Instruction: Format the items below as a numbered list and leave out any blank lines.

** Start of Given data **

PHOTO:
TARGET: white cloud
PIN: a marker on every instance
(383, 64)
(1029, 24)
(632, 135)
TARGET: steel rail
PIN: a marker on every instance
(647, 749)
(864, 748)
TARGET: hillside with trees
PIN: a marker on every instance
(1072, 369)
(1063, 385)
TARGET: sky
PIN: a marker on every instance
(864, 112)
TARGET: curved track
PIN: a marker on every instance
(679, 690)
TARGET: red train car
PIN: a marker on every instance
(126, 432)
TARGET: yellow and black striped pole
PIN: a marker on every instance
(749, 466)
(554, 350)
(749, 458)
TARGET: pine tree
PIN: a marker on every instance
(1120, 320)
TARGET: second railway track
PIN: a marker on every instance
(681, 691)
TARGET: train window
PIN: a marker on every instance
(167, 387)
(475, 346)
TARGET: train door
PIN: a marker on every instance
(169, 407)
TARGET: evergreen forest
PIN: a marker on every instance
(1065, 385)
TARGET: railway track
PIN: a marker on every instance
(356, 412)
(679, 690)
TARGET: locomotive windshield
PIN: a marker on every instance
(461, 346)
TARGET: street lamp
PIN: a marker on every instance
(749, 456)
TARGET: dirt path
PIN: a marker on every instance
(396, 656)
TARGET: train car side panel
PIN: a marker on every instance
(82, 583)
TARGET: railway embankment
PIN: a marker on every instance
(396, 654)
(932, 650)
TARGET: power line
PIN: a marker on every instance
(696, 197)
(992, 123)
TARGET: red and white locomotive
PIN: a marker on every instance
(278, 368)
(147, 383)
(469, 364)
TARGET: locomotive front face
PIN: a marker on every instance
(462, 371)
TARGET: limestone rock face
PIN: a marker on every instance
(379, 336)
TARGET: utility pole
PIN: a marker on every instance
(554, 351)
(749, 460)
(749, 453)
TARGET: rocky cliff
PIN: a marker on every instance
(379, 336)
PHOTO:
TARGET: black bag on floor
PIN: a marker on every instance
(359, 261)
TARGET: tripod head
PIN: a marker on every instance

** End of Given data **

Exercise response:
1. PHOTO:
2. TARGET: white cloud
3. PIN: a marker on every instance
4. (383, 64)
5. (1029, 24)
6. (632, 135)
7. TARGET: steel rail
8. PIN: a marker on every instance
9. (647, 749)
10. (864, 748)
11. TARGET: hillside with trees
12. PIN: a marker on every instance
13. (1072, 369)
14. (1063, 385)
15. TARGET: sky
16. PIN: a marker on every instance
17. (864, 112)
18. TARGET: curved track
19. PIN: a marker on every instance
20. (679, 690)
21. TARGET: red train car
22. PIN: a marker on every instance
23. (126, 432)
24. TARGET: yellow and black striped pole
25. PIN: a marker on every instance
26. (749, 466)
27. (554, 350)
28. (749, 458)
29. TARGET: pine tree
30. PIN: a marker on every instance
31. (1120, 320)
32. TARGET: second railway track
33. PIN: a marker on every instance
34. (681, 691)
35. TARGET: train window
36. PIN: a marker on every instance
37. (167, 387)
38. (475, 346)
39. TARGET: train door
40. PIN: a marker on every instance
41. (169, 407)
42. TARGET: evergreen forest
43. PIN: a marker on every instance
44. (1065, 385)
45. TARGET: railway track
46. PIN: a marker on every instance
47. (356, 412)
48. (679, 690)
49. TARGET: locomotive windshield
50. PIN: a marker on every instance
51. (461, 346)
52. TARGET: street lamp
53. PIN: a marker on every instance
54. (749, 456)
55. TARGET: dirt path
56. PIN: a marker on every instance
57. (396, 656)
58. TARGET: train car side panel
59. PIN: a marker on every instance
60. (82, 583)
61. TARGET: railway embankment
62. PIN: a marker on every instance
63. (396, 654)
64. (932, 650)
65. TARGET: power line
66. PIN: a marker on every instance
67. (696, 197)
68. (992, 123)
69. TARGET: red and white locomotive
70. PIN: a marker on every instance
71. (278, 368)
72. (147, 383)
73. (469, 364)
74. TARGET: locomotive front face
75. PIN: a marker on every instance
76. (462, 371)
77. TARGET: limestone rock face
78. PIN: a marker on every instance
79. (379, 336)
80. TARGET: utility pole
81. PIN: a marker on every instance
82. (554, 351)
83. (749, 460)
84. (749, 453)
85. TARGET: rocky cliff
86. PIN: a marker on every instance
87. (379, 336)
88. PHOTO:
89. TARGET: black bag on floor
90. PIN: a marker on every instance
91. (359, 261)
92. TARGET: tripod head
93. PIN: a marker on every instance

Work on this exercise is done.